- _WHAT THIS TASK INVOLVES_: In the text on Syria's brief independence, on what date did the Hijazi tribesmen rise against the Turks?

- _QUOTED PASSAGE_:
- - - -

Events leading to Syria's momentary independence began in the Arabian Peninsula. The British — anxious for Arab support against the Ottomans in the war and desiring to strengthen their position vis-a-vis the French in the determination of the Middle East's future — asked Sharif Husayn, leader of the Hashimite family and an Ottoman appointee over the Hijaz, to lead the Arabs in revolt. In return the British gave certain assurances, which Husayn interpreted as an endorsement of his eventual kingship of the Arab world. From the Arab nationalists in Damascus came pleas for the Hashimites to assume leadership. Husayn accepted, and on June 5, 1916, the Hijazi tribesmen, led by Husayn's sons and later advised by such British officers as T.E. Lawrence, rose against the Turks. In October 1918, Faysal entered Damascus as a popular hero. [Source: Thomas Collelo, ed. Syria: A Country Study, Library of Congress, 1987 *]


French Mandate of Syria

Faysal, as military governor, assumed immediate control of all Syria except for the areas along the Mediterranean coast where French troops were garrisoned. In July 1919, he convened the General Syrian Congress, which declared Syria sovereign and free. In March 1920, the congress proclaimed Faysal king of Syria.*

Faysal and his Syrian supporters began reconstructing Syria. They declared Arabic the official language and proceeded to have school texts translated from Turkish. They reopened schools and started new ones, including the Faculty of Law at the Syrian University and the Arab Academy in Damascus. Also, Faysal appointed a committee to begin drawing up a constitution.*

In the areas still held by the French, Syrians continued to revolt. In the Jabal an Nusayriyah around Latakia in the northwest, there was an uprising against French troops in May 1919. Along the Turkish border, the nationalist leader Ibrahim Hannanu incited another rebellion in July 1919. The French defeated these attempts but not before Hannanu and Faysal had acquired permanent places in Syrian history as heroes.*

Failure to Achieve Arab Rule in Syria and Elsewhere

Three forces were at work against Arab nationalism: Britain’s interest in keeping eastern Mesopotamia under its control in order to counter Russian influence and to protect British oil interests; the Jewish interest in Palestine; and France’s determination to remain a power in the Middle East. Ultimately, Syria and Lebanon were placed under French influence, and Transjordan and Iraq, under British mandate. The termination of Syria’s brief experience with independence left a lasting bitterness against the West and a deep-seated determination to reunite Arabs in one state. This quest was the primary basis for modern Arab nationalism. [Source: Library of Congress, April 2005**]

Although Britain had promised to recognize "an independent Arab State or a Confederation of Arab States" in the Sykes-Picot Agreement of May 16, 1916, (not published until later-see below), in the Balfour Declaration of 1917 it had also promised Zionists a "national home" in Palestine. The two promises were in direct conflict. The third force was France's determination to remain a power in the Middle East. Earlier in the war, the French, British, Italians, and Russians had met secretly to decide the fate of Arab lands. After the Russian Revolution, the Bolsheviks published secret diplomatic documents, among them the Sykes-Picot Agreement. In this agreement, signed only six months after the British had vaguely promised Husayn an Arab kingdom, Britain and France agreed to give the French paramount influence in what became Syria and Lebanon; the British were to have predominance in what became Transjordan and Iraq.*


flag of the French Mandate of Syria (1920)

- - - -

- _SUPPLIED INFORMATION_:
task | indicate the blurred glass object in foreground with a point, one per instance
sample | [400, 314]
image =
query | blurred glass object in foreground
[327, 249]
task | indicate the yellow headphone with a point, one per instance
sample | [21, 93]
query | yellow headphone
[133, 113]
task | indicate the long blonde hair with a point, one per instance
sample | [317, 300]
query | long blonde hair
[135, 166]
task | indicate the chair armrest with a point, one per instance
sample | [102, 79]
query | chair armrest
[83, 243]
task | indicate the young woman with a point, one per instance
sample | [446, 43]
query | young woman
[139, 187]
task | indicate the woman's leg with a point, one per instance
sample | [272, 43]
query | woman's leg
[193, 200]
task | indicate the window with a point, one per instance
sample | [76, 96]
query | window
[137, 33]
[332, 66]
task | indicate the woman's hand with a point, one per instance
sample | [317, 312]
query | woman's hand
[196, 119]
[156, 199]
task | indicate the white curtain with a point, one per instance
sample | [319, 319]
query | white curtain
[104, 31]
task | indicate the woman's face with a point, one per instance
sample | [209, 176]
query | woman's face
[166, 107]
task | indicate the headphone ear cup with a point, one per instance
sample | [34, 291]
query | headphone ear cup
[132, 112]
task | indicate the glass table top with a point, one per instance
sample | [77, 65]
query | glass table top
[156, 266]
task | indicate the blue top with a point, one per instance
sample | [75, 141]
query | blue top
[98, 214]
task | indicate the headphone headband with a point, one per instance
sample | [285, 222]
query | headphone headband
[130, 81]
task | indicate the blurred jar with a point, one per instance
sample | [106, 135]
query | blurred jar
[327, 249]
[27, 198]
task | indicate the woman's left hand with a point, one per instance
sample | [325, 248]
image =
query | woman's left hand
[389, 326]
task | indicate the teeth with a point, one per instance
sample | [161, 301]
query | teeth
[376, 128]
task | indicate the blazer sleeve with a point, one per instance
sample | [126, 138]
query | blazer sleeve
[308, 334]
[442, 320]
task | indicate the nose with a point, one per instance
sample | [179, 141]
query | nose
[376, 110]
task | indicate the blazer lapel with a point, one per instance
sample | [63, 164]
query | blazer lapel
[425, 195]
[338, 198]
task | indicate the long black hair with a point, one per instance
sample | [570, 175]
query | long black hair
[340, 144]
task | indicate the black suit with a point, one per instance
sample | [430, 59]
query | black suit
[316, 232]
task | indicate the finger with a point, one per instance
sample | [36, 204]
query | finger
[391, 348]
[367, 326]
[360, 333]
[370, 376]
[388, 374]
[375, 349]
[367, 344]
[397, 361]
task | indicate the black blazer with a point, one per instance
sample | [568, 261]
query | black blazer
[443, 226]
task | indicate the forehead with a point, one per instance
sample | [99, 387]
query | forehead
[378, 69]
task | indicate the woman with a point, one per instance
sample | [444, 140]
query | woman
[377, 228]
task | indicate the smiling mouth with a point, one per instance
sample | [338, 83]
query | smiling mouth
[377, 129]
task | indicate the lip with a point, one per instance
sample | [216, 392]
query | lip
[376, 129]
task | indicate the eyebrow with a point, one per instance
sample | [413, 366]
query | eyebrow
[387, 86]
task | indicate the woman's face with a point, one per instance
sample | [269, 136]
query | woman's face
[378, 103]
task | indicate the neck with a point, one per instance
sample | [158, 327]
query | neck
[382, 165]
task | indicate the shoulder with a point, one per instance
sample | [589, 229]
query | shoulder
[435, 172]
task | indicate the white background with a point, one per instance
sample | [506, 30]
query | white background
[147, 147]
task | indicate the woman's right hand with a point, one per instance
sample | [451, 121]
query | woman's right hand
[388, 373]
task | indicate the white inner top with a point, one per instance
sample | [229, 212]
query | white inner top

- - - -

- _TASK ANSWER_: June 5, 1916.